ASSIGNMENT.
Everything from the line containing "Q: In the photo above, mark the deep" through the end of the entries should be transcribed exactly. Leave out all other lines.

DATA IN THIS EXERCISE.
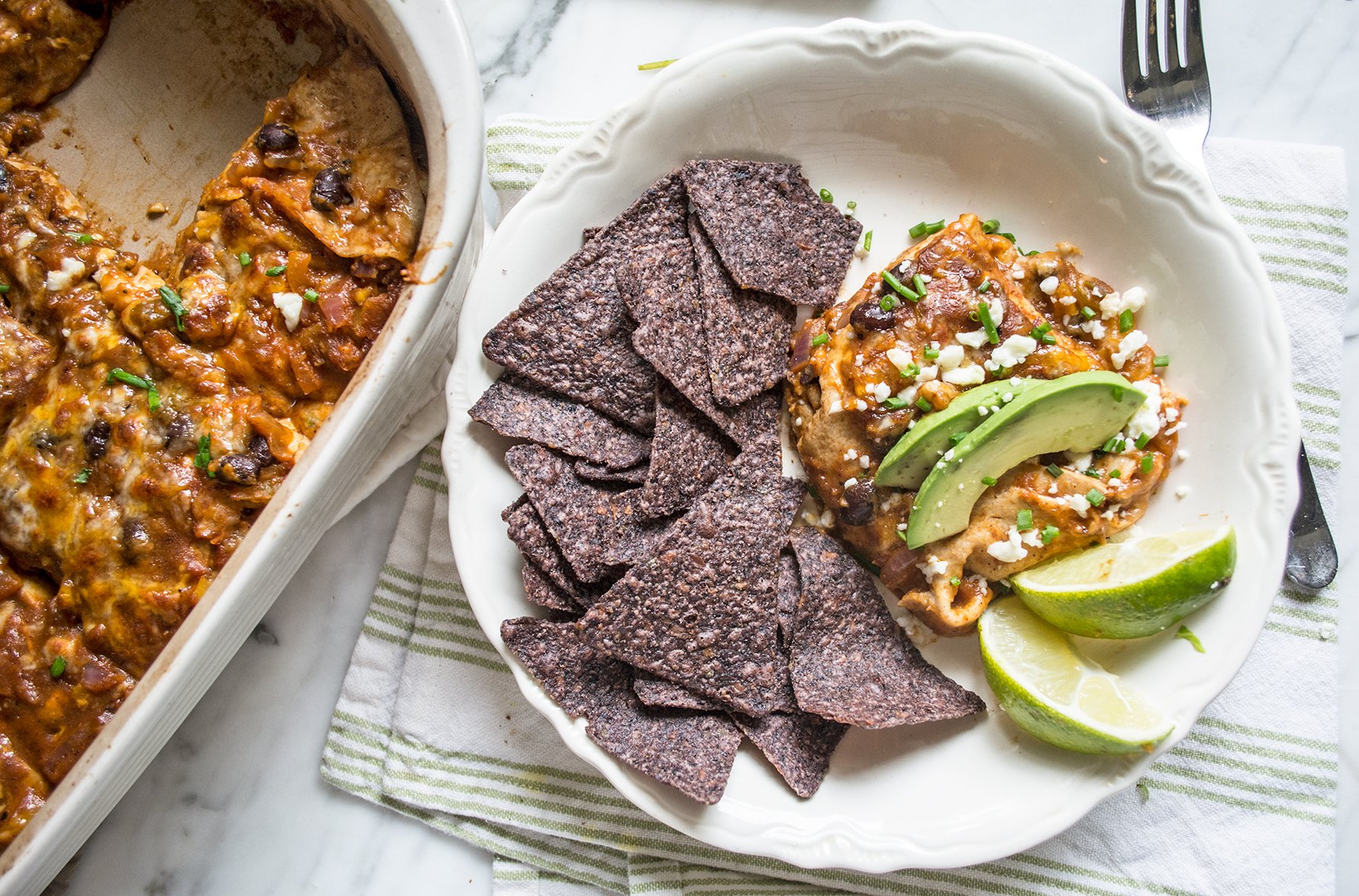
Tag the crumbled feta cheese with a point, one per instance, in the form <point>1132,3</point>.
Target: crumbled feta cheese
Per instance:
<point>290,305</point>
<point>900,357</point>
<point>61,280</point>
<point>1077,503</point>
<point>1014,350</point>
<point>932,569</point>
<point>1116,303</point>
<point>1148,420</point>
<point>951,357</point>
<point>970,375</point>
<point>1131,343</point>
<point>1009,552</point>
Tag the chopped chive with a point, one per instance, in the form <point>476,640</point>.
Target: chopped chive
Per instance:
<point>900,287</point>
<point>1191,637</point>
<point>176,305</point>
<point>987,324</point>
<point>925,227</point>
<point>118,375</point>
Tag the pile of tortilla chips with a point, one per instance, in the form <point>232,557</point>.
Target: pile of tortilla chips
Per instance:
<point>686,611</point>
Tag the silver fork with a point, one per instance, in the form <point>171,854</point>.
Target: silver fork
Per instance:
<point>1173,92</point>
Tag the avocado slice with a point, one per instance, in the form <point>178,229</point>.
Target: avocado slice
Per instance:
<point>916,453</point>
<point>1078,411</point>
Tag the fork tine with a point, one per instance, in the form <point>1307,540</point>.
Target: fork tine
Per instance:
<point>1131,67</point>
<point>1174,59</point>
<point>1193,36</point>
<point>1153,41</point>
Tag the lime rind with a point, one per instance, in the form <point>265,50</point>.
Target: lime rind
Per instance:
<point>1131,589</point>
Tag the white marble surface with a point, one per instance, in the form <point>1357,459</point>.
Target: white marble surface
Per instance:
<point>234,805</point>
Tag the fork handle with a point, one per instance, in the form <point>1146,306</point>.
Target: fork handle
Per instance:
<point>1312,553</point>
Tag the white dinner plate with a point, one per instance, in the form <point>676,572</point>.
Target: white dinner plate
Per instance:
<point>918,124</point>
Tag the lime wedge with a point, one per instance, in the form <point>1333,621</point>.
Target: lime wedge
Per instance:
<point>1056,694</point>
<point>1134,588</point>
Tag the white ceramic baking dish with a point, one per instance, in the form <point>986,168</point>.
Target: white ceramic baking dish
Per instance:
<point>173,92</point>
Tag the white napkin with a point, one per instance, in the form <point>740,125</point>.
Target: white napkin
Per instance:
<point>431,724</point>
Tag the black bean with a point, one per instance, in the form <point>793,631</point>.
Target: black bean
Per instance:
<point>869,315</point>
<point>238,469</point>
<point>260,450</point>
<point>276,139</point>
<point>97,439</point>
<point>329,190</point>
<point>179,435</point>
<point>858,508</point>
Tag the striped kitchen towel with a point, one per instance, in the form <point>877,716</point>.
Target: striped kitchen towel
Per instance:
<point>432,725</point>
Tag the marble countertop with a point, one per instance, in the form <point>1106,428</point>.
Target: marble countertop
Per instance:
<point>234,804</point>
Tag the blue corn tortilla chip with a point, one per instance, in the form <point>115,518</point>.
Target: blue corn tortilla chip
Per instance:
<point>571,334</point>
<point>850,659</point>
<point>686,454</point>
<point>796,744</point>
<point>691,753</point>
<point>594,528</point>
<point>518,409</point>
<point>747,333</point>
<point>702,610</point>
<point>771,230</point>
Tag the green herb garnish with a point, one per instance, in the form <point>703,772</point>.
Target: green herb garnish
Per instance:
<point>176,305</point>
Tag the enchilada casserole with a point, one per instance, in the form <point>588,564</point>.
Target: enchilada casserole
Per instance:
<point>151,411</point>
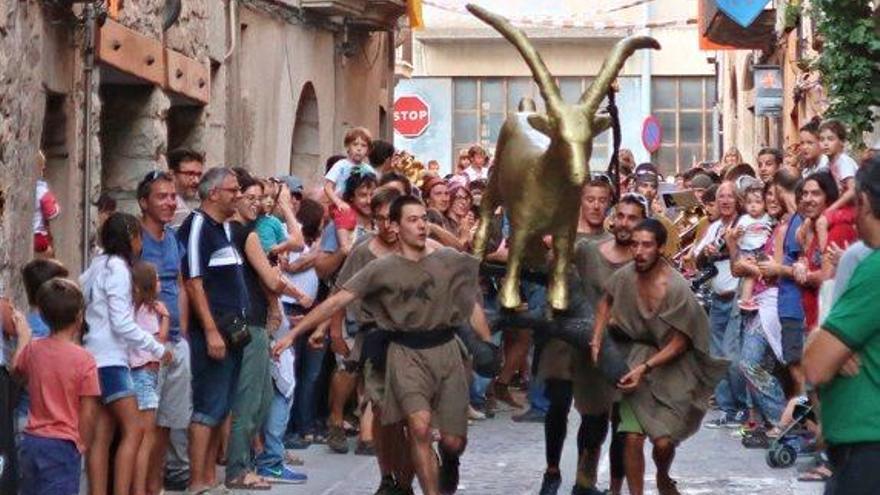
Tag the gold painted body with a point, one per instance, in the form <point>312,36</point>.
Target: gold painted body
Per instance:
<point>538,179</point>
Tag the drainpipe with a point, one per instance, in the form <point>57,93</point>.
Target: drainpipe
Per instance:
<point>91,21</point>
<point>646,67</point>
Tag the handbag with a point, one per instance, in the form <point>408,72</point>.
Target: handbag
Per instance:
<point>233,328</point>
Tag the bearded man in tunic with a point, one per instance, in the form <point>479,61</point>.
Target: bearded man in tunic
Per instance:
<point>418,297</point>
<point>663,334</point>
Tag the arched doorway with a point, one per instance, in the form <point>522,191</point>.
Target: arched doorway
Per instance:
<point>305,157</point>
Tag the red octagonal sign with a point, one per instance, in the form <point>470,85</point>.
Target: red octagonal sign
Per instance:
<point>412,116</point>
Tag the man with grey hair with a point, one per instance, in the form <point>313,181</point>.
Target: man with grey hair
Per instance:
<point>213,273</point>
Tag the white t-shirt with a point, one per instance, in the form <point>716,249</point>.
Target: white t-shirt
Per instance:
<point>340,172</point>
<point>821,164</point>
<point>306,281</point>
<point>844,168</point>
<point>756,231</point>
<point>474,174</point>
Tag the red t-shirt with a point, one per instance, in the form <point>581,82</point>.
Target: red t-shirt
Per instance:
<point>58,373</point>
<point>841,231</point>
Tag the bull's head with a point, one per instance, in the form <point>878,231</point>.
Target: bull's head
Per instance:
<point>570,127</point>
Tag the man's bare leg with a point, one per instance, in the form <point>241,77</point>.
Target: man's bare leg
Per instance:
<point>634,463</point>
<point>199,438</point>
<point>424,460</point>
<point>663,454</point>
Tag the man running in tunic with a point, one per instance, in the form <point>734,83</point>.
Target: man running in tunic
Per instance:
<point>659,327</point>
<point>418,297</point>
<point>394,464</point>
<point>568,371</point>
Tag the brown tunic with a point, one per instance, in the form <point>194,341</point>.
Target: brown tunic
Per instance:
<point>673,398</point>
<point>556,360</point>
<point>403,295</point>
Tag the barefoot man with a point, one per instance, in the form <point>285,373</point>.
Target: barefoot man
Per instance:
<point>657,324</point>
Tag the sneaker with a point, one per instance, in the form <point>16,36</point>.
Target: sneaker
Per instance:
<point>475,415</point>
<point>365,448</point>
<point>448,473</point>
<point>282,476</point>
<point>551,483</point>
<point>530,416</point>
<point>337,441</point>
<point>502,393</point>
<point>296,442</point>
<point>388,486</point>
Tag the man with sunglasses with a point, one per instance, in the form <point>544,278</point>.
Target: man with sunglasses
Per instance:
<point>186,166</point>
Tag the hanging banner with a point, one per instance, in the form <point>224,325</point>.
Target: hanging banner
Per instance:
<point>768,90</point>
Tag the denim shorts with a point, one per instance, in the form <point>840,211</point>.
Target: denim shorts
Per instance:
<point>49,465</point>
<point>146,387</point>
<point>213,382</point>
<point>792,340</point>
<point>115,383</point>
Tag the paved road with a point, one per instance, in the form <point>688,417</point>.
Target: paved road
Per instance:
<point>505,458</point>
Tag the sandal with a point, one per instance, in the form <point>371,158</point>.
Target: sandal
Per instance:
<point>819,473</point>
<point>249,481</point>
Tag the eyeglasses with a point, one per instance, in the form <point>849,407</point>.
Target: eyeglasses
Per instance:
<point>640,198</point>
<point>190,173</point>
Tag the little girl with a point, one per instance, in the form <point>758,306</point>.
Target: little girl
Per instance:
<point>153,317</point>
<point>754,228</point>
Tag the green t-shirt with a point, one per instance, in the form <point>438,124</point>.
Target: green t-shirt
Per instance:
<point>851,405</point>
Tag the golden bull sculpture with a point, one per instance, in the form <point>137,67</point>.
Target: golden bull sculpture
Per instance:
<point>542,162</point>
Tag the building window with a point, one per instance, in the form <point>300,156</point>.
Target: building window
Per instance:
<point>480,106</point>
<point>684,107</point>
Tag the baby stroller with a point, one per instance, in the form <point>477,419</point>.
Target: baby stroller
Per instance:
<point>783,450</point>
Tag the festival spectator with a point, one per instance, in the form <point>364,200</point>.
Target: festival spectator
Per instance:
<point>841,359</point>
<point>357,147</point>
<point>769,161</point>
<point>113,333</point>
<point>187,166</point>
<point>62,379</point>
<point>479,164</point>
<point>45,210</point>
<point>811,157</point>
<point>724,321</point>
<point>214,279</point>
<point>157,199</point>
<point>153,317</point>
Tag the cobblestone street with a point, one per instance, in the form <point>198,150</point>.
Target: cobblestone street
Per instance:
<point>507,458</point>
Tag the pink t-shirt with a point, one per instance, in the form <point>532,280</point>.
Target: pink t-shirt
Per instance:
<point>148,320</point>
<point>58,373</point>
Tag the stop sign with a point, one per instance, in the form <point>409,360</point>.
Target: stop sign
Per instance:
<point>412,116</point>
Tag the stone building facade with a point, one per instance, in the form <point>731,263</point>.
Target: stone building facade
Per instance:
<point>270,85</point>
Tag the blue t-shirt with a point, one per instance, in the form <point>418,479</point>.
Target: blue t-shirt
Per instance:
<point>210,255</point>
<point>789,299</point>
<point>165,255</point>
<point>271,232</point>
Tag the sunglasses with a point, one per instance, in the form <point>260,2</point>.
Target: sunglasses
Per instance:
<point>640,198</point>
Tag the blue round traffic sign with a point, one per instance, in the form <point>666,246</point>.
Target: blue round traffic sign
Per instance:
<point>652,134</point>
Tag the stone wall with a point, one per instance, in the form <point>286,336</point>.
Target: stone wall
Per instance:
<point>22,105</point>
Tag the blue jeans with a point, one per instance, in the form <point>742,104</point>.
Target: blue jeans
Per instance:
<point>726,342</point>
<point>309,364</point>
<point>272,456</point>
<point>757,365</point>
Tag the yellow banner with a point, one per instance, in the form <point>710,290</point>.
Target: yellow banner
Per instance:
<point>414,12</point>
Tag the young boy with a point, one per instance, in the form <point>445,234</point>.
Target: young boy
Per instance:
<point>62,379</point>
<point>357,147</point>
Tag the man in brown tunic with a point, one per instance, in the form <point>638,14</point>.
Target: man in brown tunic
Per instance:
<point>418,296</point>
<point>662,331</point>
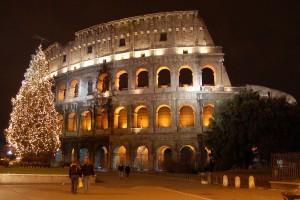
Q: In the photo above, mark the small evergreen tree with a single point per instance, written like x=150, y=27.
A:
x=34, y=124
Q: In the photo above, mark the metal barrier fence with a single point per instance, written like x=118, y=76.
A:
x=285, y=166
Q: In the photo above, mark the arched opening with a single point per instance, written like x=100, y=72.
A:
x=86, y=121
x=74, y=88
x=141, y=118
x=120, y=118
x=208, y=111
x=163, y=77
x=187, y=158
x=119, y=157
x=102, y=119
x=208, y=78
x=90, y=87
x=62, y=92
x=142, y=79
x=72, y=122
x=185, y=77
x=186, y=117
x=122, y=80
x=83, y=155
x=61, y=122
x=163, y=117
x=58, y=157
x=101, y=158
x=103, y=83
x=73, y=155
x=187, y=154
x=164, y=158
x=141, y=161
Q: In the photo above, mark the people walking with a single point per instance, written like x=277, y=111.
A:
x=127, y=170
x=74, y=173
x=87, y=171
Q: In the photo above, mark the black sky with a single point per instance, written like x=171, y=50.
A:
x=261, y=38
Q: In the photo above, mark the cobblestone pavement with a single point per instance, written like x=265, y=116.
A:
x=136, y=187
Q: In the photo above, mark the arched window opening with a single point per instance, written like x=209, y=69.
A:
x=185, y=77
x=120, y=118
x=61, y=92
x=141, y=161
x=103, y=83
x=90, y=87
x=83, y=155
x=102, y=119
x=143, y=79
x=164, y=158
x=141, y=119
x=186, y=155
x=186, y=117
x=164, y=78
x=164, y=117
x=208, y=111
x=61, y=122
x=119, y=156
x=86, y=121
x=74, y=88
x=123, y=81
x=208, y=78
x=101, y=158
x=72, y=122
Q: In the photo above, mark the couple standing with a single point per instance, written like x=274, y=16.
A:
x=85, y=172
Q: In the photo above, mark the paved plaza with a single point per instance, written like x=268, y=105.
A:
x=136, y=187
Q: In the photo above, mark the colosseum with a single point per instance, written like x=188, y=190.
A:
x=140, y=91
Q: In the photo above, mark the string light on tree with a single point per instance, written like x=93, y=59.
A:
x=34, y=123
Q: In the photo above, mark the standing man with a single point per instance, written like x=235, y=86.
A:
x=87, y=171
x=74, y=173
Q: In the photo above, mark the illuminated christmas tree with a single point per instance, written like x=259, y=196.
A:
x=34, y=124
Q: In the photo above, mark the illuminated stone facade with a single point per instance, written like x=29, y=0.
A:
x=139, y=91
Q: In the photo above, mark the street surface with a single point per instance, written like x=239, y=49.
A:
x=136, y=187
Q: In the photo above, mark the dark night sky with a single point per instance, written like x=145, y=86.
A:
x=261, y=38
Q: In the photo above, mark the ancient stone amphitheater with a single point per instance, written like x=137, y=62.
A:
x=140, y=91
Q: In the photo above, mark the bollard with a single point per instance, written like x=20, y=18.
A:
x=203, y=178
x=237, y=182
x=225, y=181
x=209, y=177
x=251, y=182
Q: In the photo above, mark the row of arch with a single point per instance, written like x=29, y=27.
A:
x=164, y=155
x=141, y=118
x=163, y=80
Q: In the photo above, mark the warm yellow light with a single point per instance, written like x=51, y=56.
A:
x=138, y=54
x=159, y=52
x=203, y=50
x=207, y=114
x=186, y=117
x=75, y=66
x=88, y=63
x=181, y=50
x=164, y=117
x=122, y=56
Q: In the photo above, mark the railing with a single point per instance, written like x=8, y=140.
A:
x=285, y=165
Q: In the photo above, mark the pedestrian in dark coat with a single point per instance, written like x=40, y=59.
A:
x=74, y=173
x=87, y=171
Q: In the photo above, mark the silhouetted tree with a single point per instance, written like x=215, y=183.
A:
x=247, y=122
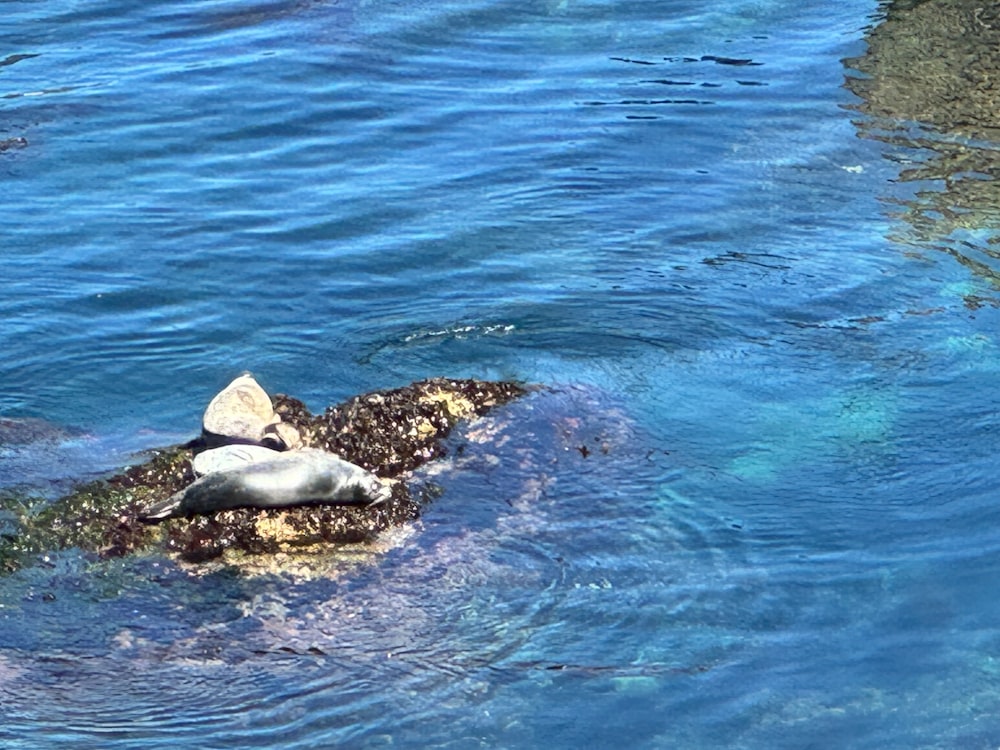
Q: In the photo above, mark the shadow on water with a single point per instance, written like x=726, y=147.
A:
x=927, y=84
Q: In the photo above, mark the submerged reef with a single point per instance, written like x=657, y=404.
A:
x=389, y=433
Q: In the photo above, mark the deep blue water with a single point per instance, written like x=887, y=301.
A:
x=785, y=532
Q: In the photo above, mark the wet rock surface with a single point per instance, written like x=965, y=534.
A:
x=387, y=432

RESULT OF THE TASK.
Q: In the photo above, mark the deep blue water with a single point per instance, written like x=887, y=301.
A:
x=785, y=532
Q: In the photo above, mark the wet rock surface with a single point per instance, written like x=965, y=534.
A:
x=387, y=432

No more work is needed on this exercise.